*** Passage
The educational requirements for case managers vary based on the setting, population served and specific type of work. Some case manager positions require only an associate's degree in a health-care field, while others prefer or require candidates with a bachelor's or master's degree in a mental health-related field, such as psychology or social work. Some positions may also accept job applicants from the field of professional nursing. In addition, many case manager positions require applicants to hold a current state license to practice.
Due to the nature of the work, case managers are expected to have a broad range of human services, communication and technology skills. Case managers must have proficient documentation skills, be able to work well with diverse and challenging populations, maintain appropriate professional boundaries and have the ability to remain calm during crisis situations. Certain positions may also require case managers to maintain billing records, submit budget forms or perform additional administrative tasks.
******
*** Available data
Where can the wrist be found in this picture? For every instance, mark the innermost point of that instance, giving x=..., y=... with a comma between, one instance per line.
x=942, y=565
******
» **Study questions**
A. Reproduce the passage on case managers verbatim from "The educational requirements" to "license to practice.".
B. Extend the passage on case managers by writing on from its final sentence.
The lines stand apart from the passage on case managers and are unrelated to it.

» **Per-task answers**
A.
The educational requirements for case managers vary based on the setting, population served and specific type of work. Some case manager positions require only an associate's degree in a health-care field, while others prefer or require candidates with a bachelor's or master's degree in a mental health-related field, such as psychology or social work. Some positions may also accept job applicants from the field of professional nursing. In addition, many case manager positions require applicants to hold a current state license to practice.

B.
The specific job duties of a case manager vary depending on setting. In general, case managers provide comprehensive care and coordination of services for clients and patients while they are under the supervision or care of the agency or facility. They are usually required to maintain a caseload of a specific number of clients with whom they meet on a regular basis. They might also conduct intake assessments and interviews with clients, meet with clients periodically to discuss their treatment progress or address any unmet needs, and then connect clients or patients with needed resources or social services.
Some case management positions require a valid driver's license. Case managers might be asked to transport clients in their own vehicles or, in some cases, a vehicle owned by their employers. Case managers are also generally required to participate in regular staff training, staff meetings and supervisory sessions to discuss cases and assignments. Case managers might also meet with public officials or supervisors to discuss their program and funding needs, especially if they work for a government-funded organization.